(Records provided Opens)

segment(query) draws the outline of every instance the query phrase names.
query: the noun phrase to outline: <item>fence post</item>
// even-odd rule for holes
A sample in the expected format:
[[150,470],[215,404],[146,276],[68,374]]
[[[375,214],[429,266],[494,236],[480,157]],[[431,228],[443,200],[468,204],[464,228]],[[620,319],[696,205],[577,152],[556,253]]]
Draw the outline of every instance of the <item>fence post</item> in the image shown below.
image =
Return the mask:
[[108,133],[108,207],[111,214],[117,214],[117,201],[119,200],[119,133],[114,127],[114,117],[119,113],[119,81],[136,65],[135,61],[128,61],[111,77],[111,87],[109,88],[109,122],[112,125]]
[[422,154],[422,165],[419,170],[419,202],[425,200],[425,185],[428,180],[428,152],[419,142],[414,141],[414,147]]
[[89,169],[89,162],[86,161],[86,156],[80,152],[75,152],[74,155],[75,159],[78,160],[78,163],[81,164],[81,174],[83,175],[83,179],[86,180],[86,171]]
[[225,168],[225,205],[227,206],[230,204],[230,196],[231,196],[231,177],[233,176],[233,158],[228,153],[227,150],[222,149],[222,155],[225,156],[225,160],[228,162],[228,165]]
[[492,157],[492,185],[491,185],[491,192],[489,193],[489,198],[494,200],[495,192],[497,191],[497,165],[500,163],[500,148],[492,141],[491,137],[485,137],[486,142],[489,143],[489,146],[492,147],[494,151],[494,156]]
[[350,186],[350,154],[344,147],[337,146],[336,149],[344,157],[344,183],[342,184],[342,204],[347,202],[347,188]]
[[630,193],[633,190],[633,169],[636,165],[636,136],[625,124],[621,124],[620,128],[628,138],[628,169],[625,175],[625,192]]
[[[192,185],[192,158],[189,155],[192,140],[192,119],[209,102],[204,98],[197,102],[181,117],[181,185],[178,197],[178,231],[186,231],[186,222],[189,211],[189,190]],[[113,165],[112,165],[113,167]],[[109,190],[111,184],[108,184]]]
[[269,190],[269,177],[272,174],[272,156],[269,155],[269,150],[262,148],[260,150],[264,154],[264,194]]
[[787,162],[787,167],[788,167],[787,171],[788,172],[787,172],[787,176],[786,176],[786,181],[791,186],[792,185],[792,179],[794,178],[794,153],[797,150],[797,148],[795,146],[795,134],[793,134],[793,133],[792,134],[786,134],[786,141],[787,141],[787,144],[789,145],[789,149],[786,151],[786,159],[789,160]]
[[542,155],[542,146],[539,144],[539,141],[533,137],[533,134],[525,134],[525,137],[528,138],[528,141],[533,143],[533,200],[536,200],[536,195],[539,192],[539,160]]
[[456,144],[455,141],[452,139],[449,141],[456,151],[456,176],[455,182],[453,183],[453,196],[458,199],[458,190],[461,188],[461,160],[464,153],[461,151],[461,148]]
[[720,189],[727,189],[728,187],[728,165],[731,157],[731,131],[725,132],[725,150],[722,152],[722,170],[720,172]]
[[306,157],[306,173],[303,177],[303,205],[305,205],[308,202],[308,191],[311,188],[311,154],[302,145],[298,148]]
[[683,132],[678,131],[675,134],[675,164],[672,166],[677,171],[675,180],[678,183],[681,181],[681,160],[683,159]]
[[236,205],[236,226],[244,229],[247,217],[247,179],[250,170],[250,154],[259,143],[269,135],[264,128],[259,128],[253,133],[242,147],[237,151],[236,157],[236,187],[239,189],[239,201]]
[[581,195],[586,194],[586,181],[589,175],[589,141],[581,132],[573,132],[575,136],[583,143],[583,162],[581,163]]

(Records provided Closes)

Line count for the string "post": state how many lines in the data contain it, and output nothing else.

Response to this exercise —
2